[Opening Records for the task section]

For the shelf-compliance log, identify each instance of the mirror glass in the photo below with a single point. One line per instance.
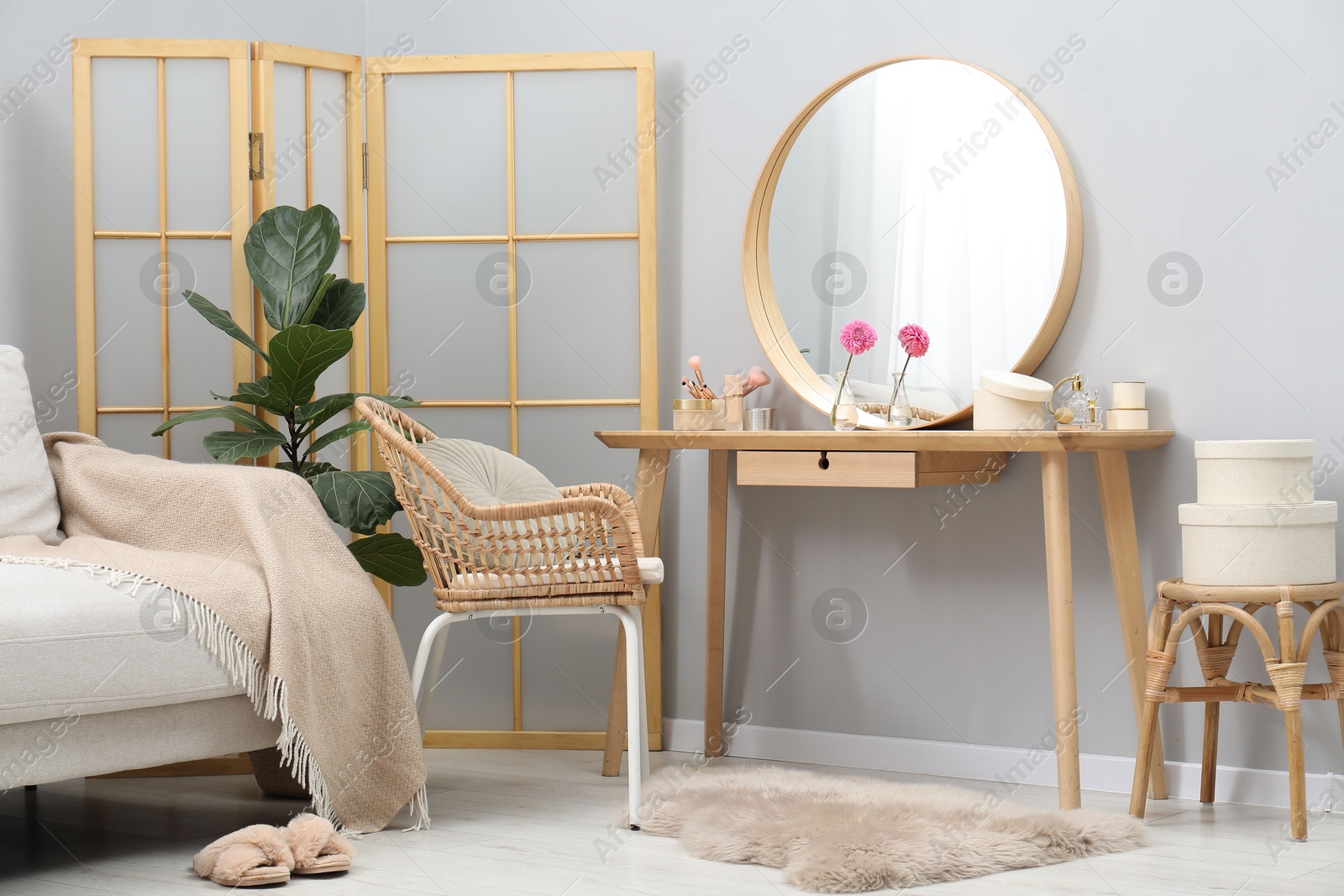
(921, 192)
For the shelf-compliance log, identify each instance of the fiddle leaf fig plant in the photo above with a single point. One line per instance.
(311, 309)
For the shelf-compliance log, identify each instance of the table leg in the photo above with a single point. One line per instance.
(716, 587)
(1054, 484)
(649, 481)
(1117, 508)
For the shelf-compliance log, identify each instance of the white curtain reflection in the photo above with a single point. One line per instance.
(947, 191)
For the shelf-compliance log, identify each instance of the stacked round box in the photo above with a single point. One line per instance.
(1256, 521)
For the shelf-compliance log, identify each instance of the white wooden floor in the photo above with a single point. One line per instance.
(510, 822)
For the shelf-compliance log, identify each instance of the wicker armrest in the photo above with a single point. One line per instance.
(534, 523)
(620, 497)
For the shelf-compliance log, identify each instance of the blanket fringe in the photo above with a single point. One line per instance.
(268, 694)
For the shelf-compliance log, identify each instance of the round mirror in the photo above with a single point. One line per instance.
(916, 191)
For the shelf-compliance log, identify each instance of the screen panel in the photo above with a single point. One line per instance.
(578, 324)
(197, 98)
(575, 152)
(125, 277)
(160, 202)
(461, 117)
(125, 144)
(551, 296)
(202, 356)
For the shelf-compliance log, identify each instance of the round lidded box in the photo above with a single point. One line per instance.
(1010, 402)
(1254, 472)
(1258, 544)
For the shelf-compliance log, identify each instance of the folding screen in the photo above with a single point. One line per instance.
(160, 175)
(512, 291)
(308, 113)
(511, 275)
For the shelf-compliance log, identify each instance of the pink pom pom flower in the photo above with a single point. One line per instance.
(914, 340)
(858, 338)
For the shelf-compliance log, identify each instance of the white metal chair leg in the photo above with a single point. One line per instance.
(432, 642)
(636, 726)
(436, 665)
(638, 613)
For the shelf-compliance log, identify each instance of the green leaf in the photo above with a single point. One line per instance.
(360, 501)
(393, 558)
(288, 251)
(312, 469)
(340, 307)
(228, 412)
(228, 446)
(260, 396)
(338, 434)
(223, 320)
(299, 355)
(328, 278)
(329, 406)
(324, 409)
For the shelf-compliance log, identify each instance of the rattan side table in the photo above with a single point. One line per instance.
(1180, 606)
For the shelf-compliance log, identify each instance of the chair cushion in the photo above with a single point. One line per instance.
(651, 573)
(484, 474)
(73, 644)
(27, 492)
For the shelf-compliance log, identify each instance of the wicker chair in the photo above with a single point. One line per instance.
(575, 555)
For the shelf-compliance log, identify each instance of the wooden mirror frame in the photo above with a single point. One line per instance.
(764, 308)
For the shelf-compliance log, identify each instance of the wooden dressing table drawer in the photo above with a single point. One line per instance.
(844, 469)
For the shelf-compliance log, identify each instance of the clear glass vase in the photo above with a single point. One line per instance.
(844, 416)
(900, 411)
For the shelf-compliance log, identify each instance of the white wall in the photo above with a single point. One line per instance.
(1171, 114)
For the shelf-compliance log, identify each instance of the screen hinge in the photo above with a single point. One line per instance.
(255, 156)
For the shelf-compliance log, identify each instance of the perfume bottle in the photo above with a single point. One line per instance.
(1092, 414)
(1073, 409)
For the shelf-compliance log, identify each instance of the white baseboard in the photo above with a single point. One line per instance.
(983, 762)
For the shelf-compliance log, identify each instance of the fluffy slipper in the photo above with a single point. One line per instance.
(249, 857)
(316, 846)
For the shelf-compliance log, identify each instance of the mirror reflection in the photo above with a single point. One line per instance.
(922, 192)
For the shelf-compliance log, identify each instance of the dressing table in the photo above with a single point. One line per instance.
(913, 191)
(909, 459)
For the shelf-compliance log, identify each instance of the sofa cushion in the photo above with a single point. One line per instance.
(73, 644)
(27, 492)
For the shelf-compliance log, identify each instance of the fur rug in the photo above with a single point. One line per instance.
(848, 835)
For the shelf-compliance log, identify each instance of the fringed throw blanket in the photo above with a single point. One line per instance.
(249, 558)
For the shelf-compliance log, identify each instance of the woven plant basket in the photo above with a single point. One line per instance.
(275, 779)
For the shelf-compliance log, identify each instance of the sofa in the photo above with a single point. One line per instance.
(94, 676)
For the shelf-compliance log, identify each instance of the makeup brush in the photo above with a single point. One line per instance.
(756, 379)
(696, 365)
(694, 389)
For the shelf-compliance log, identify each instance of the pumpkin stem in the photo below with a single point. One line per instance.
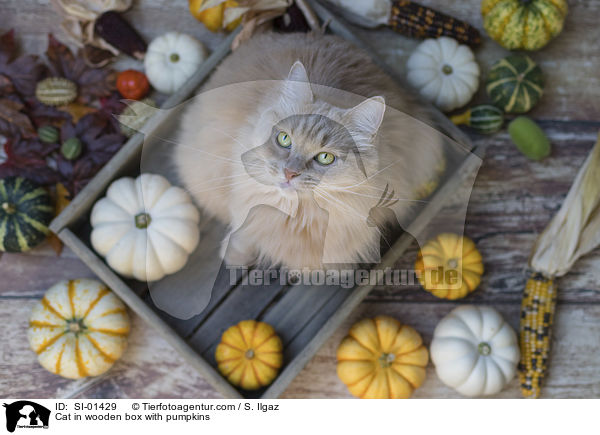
(453, 263)
(142, 220)
(484, 349)
(75, 326)
(386, 359)
(9, 208)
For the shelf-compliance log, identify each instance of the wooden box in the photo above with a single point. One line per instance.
(304, 317)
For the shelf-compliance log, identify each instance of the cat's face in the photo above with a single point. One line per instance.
(313, 145)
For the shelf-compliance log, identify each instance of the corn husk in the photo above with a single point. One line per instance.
(575, 229)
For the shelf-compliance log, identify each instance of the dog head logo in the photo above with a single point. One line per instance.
(26, 414)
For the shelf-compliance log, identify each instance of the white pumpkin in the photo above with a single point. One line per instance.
(78, 329)
(171, 59)
(145, 227)
(475, 351)
(444, 72)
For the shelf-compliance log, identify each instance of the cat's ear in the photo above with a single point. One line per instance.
(367, 116)
(296, 88)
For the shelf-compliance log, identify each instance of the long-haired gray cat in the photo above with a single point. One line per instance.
(300, 123)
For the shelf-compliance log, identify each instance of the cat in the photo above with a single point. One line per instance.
(292, 141)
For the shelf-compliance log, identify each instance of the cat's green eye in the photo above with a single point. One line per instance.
(284, 139)
(325, 158)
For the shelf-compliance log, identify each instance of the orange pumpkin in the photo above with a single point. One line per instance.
(382, 359)
(250, 354)
(449, 266)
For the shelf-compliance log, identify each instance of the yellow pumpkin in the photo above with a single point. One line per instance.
(449, 266)
(250, 354)
(213, 17)
(78, 329)
(382, 359)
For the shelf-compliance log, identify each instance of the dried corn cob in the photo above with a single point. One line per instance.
(415, 20)
(537, 315)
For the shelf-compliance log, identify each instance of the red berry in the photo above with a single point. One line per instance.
(133, 84)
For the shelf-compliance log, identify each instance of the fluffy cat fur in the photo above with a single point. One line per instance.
(229, 160)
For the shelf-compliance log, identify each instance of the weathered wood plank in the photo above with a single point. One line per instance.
(568, 62)
(245, 302)
(574, 370)
(24, 275)
(149, 367)
(573, 90)
(512, 201)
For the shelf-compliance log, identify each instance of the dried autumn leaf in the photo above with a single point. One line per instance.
(92, 83)
(99, 143)
(12, 119)
(24, 72)
(27, 158)
(77, 110)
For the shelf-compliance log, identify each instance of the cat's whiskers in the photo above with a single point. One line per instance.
(344, 190)
(231, 137)
(373, 175)
(192, 189)
(221, 158)
(326, 196)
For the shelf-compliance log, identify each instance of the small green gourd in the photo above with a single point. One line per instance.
(48, 134)
(135, 115)
(515, 83)
(56, 91)
(71, 148)
(529, 138)
(484, 118)
(25, 213)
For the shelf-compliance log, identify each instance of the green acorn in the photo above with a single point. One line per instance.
(529, 138)
(56, 91)
(135, 116)
(48, 134)
(71, 148)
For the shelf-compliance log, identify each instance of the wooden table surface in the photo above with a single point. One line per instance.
(512, 201)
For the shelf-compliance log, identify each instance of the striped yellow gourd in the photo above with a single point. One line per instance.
(523, 24)
(537, 314)
(78, 329)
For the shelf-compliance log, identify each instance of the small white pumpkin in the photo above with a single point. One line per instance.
(444, 72)
(171, 59)
(475, 351)
(78, 329)
(145, 227)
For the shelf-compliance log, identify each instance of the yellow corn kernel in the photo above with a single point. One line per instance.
(537, 314)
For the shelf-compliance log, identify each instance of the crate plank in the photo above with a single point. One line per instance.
(296, 308)
(145, 312)
(243, 303)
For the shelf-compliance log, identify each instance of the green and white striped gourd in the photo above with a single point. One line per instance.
(485, 118)
(56, 91)
(25, 212)
(515, 83)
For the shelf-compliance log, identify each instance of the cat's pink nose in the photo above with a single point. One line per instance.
(290, 174)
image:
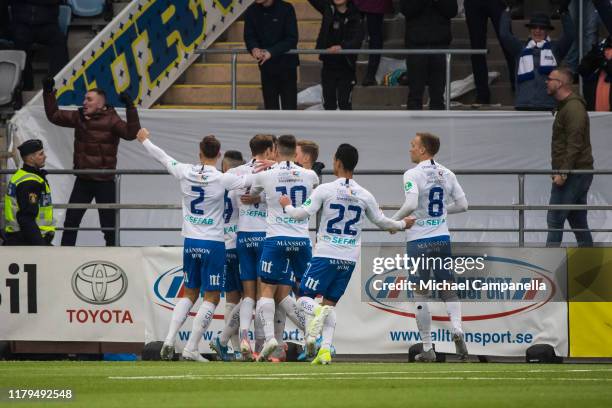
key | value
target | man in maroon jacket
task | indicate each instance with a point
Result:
(97, 130)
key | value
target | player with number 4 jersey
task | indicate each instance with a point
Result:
(287, 246)
(344, 205)
(432, 192)
(203, 189)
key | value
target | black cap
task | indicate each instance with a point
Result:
(30, 146)
(540, 20)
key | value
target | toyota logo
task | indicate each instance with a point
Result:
(99, 282)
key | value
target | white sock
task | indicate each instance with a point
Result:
(232, 323)
(293, 312)
(246, 316)
(329, 325)
(308, 306)
(279, 324)
(200, 324)
(454, 312)
(265, 311)
(179, 315)
(423, 318)
(260, 336)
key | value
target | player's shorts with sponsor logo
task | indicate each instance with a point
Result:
(232, 271)
(203, 264)
(432, 252)
(328, 277)
(284, 259)
(249, 246)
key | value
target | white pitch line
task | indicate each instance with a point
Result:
(344, 378)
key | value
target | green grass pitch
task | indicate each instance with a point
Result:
(188, 384)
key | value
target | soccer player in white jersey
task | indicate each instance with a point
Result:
(432, 192)
(232, 286)
(287, 248)
(203, 189)
(344, 205)
(252, 213)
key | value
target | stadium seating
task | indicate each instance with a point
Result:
(65, 15)
(12, 63)
(86, 8)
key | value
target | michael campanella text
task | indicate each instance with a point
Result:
(475, 284)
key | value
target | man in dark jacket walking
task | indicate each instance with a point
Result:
(97, 131)
(341, 28)
(270, 30)
(36, 21)
(428, 25)
(570, 150)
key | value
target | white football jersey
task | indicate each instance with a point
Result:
(436, 186)
(344, 205)
(203, 189)
(230, 215)
(251, 217)
(290, 179)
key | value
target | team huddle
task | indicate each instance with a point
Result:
(246, 235)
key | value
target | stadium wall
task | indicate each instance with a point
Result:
(127, 295)
(470, 140)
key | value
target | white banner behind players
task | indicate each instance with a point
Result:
(54, 311)
(71, 294)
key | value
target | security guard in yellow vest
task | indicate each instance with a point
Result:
(27, 204)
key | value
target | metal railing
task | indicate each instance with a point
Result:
(521, 206)
(448, 53)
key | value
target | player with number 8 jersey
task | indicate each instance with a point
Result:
(432, 192)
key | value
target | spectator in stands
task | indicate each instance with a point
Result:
(341, 28)
(477, 14)
(36, 21)
(428, 25)
(4, 20)
(270, 30)
(596, 69)
(27, 205)
(536, 58)
(306, 155)
(590, 21)
(97, 132)
(373, 12)
(570, 150)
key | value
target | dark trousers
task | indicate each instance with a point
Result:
(422, 71)
(84, 192)
(374, 23)
(573, 191)
(281, 87)
(337, 86)
(477, 12)
(48, 35)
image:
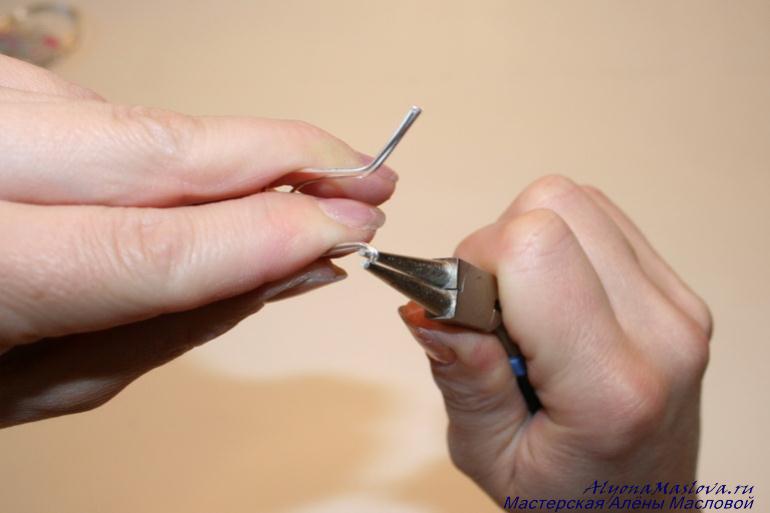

[Closing Records for the task section]

Report the number of lines in the listing that include the string "pitch"; give nothing but the number.

2